* _Things to do_
A: Please return, word for word, the passage of the race day nutrition article below that begins at the words "Race Day Nutrition" and stops after the words "of your race.".
B: In the race day nutrition article, by what time should you have eaten if your race is at 9.30?
C: Carry on the race day nutrition article from the point where it stops.

* _Source document_
Race Day Nutrition
It is very easy to get carried away with 'special' sports drinks or supplements that are going to help you perform at your best on the day of your race.
However, in reality the most important things to do are to make sure you have enough glycogen and fluid on board.
This is done in a similar way to your intake of food and drink before a training session, but it is likely to be a little earlier before your the race as you are going to be working as hard as you possibly can (not always true for training sessions).
One very important thing to note is the time of day that you are racing - if you are running in the morning, you should practice preparing your body for that time of day. Even if you are not going to be doing training sessions at this time of day (though doing this every now and again would be ideal), you can still make sure your body is happy with your eating early. For example if you are doing a race at 9.30, you will probably want to have eaten by 7.00am at the latest. It is vital that you do eat on the day of the race, but doing so too late will only make you under-perform.

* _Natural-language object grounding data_
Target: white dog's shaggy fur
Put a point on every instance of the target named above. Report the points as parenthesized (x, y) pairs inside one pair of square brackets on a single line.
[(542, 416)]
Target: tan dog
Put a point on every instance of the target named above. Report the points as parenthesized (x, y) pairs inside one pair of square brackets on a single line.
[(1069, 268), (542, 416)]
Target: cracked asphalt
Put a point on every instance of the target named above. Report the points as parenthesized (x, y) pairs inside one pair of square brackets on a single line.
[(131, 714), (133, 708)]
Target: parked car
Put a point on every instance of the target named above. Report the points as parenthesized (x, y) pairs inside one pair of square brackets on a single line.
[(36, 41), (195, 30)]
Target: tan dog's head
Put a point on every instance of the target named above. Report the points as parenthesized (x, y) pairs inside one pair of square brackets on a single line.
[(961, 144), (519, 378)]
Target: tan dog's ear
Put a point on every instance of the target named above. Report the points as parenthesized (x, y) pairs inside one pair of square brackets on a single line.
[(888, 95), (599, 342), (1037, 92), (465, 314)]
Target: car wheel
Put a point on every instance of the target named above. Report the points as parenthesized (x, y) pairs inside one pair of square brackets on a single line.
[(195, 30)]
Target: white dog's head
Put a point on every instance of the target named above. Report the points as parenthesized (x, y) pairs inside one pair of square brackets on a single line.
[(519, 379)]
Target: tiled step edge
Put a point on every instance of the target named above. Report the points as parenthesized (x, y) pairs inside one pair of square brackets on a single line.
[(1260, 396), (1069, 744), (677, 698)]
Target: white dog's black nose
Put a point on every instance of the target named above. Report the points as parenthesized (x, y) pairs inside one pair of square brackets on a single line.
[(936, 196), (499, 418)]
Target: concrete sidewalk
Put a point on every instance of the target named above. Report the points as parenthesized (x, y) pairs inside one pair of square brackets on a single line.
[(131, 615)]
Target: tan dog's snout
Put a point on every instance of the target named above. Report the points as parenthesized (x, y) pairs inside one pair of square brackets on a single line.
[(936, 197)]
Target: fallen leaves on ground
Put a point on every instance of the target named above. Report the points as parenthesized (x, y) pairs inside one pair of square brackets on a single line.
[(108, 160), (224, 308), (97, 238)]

* _Task answers_
A:
Race Day Nutrition
It is very easy to get carried away with 'special' sports drinks or supplements that are going to help you perform at your best on the day of your race.

B: By 7.00am at the latest.

C:
This should follow the same sort of regime as for training, trying to get fluid along with a bit of sugar and protein consumed as soon as you feel like it and then having a full meal with two hours. It is easy to not do this as diligently as when training as you may be thinking about the race, talking to friends or having a post-race celebration - but it is worth considering that the recovery from your hardest effort of all your running (or at least a race should be) should really have the best plan for recovery as well.
There is often a lot of talk about marathon carb-loading. To an extent this is a bit of a myth as you don't need to eat as much extra food before the race as you might think. Running a marathon will use about 3,000 calories for an average-sized person. This is a lot, but it is not unusual for athletes to load up so much that they will consume up to 10,000 extra calories in a week when they are doing much less activity than normal.
This will just leave you feeling bloated and heavy as you race - the total opposite of what you might be hoping for.
In fact, it is not unusual for athletes to use fewer calories in the week of a marathon, despite the race, because of the light workload in the final few days.
We suggest you make sure you have a good meal, high in carbohydrates, the day before your race, but don't overdo it.
During races it is a good idea to take on fluid (small amounts every 20 minutes or so) and ideally some carbohydrates, whether this be sports bars, drinks or even jelly beans.